DESCRIÇÃO DA TAREFA >> Transcreva a parte do texto sobre as brincadeiras das crianças que fica entre "Fernanda, assim como" e "têm fundamento algum.", inclusive.

TRECHO FORNECIDO >>
# # #

Fernanda, assim como muitos pais, tem receio de que a filha, que adora carrinhos e espadas, seja influenciada pelas brincadeiras pouco adequadas ao seu sexo. “Temo que ela fique muito moleca”, admite. Pais de meninos são ainda mais zelosos. “Eles perguntam se é normal o filho gostar de bonecas. Alguns até proíbem as brincadeiras”, afirma a psicóloga Evani Pecci Costa, diretora da Brinquedoteca Apoio Total, em São Paulo. A dúvida dos pais, em geral, está relacionada à orientação sexual das crianças no futuro. Será que meu filho vai ficar afeminado se vestir a fantasia da Cinderela? E minha filha, fã de lutas marciais, será uma mulher abrutalhada? Vamos deixar claro desde o início: essas inquietações não têm fundamento algum.

# # #

DADOS BRUTOS >>
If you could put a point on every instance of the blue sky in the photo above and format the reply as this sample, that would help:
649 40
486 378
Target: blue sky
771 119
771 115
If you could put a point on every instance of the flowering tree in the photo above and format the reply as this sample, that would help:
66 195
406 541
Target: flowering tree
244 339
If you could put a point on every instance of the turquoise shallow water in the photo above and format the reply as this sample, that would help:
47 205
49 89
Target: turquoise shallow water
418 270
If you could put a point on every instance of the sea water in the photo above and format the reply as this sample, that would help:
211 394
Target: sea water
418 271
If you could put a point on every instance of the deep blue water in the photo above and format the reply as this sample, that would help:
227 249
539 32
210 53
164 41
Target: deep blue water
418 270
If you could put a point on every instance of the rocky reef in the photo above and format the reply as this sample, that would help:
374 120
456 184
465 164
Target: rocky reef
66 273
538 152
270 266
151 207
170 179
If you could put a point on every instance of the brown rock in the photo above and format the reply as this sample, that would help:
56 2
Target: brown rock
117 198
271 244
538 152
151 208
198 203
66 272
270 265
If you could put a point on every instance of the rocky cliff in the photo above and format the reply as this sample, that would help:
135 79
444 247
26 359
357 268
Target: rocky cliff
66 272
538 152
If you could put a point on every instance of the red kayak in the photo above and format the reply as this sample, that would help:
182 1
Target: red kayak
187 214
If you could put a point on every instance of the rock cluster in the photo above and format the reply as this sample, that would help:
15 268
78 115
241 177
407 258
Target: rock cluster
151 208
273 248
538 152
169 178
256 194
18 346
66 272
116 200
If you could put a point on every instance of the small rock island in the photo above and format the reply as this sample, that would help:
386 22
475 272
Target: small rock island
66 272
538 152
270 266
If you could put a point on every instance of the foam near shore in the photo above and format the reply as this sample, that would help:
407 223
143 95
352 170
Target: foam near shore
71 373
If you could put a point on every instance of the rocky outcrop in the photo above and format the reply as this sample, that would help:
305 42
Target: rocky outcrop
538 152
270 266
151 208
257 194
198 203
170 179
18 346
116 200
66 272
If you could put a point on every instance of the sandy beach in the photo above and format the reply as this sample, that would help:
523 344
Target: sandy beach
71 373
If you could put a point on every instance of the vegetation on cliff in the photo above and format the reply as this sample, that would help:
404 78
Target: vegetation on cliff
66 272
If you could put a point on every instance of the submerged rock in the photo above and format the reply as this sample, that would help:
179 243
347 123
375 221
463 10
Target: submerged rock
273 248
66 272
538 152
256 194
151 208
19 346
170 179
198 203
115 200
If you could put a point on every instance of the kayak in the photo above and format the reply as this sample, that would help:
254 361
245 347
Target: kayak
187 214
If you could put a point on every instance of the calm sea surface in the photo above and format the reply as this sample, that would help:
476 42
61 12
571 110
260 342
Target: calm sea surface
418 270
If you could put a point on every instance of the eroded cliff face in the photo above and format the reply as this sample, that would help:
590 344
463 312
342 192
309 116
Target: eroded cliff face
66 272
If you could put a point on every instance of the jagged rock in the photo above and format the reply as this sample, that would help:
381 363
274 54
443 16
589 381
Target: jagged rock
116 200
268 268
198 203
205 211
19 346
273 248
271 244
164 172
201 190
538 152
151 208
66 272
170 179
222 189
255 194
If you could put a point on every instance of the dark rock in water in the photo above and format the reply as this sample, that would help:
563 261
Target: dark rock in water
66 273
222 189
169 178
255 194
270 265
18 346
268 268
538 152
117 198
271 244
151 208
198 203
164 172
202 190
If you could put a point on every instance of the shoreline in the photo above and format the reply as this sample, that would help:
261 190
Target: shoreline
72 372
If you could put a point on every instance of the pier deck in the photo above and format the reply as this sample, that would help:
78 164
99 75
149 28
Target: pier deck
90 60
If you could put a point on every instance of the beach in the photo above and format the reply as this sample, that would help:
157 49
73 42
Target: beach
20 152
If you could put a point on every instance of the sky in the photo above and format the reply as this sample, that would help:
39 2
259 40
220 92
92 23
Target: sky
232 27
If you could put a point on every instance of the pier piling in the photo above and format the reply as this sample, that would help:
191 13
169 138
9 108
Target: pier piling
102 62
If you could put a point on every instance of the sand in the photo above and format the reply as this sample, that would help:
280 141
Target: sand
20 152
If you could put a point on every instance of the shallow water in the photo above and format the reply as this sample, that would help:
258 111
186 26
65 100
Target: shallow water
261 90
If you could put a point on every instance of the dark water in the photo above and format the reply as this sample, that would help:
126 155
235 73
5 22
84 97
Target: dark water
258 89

# # #

SOLUÇÃO DO PROBLEMA >>
Fernanda, assim como muitos pais, tem receio de que a filha, que adora carrinhos e espadas, seja influenciada pelas brincadeiras pouco adequadas ao seu sexo. “Temo que ela fique muito moleca”, admite. Pais de meninos são ainda mais zelosos. “Eles perguntam se é normal o filho gostar de bonecas. Alguns até proíbem as brincadeiras”, afirma a psicóloga Evani Pecci Costa, diretora da Brinquedoteca Apoio Total, em São Paulo. A dúvida dos pais, em geral, está relacionada à orientação sexual das crianças no futuro. Será que meu filho vai ficar afeminado se vestir a fantasia da Cinderela? E minha filha, fã de lutas marciais, será uma mulher abrutalhada? Vamos deixar claro desde o início: essas inquietações não têm fundamento algum.